(Exercise aim):
Print the records below word for word, but leave out the pictures.

(Data provided):
********************

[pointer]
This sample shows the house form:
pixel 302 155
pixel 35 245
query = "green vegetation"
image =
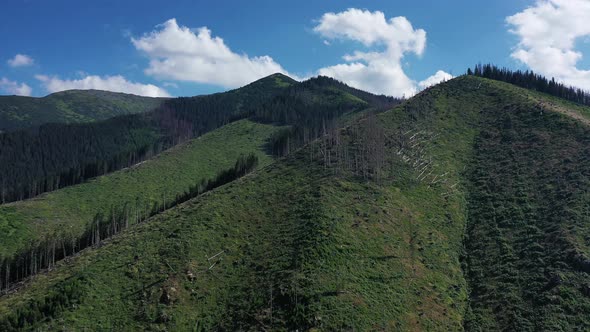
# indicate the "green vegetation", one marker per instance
pixel 72 106
pixel 67 212
pixel 465 207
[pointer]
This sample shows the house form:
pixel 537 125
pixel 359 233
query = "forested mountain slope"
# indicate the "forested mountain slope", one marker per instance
pixel 463 208
pixel 46 158
pixel 72 106
pixel 63 216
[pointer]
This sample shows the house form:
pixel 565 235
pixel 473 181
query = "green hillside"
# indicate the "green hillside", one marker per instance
pixel 72 106
pixel 463 208
pixel 66 213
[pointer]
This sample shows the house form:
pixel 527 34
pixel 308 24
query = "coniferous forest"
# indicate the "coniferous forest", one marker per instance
pixel 461 208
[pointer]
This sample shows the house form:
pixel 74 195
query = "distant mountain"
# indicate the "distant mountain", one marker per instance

********************

(Solution to this task):
[pointer]
This sample shows the house form:
pixel 302 155
pixel 35 245
query = "green vegetation"
image =
# indicate the "green vegetation", one marker per instance
pixel 72 106
pixel 67 212
pixel 465 207
[pointer]
This sample shows the house form:
pixel 537 125
pixel 359 233
query = "forested mountain slope"
# indicate the "forested mountain slope", one marker per instance
pixel 463 208
pixel 46 158
pixel 72 106
pixel 63 216
[pointer]
This sample shows the house form:
pixel 565 235
pixel 473 181
query = "green hillside"
# indicate the "green hillside", one marker per instance
pixel 72 106
pixel 463 208
pixel 66 213
[pointer]
This sample shows the house form:
pixel 527 34
pixel 308 24
query = "coniferous forest"
# indicate the "coniferous forest", one marker per instance
pixel 461 208
[pointer]
This sample shows the house form:
pixel 74 195
query = "distant mountain"
# indicate the "distant mountain", one marker per instance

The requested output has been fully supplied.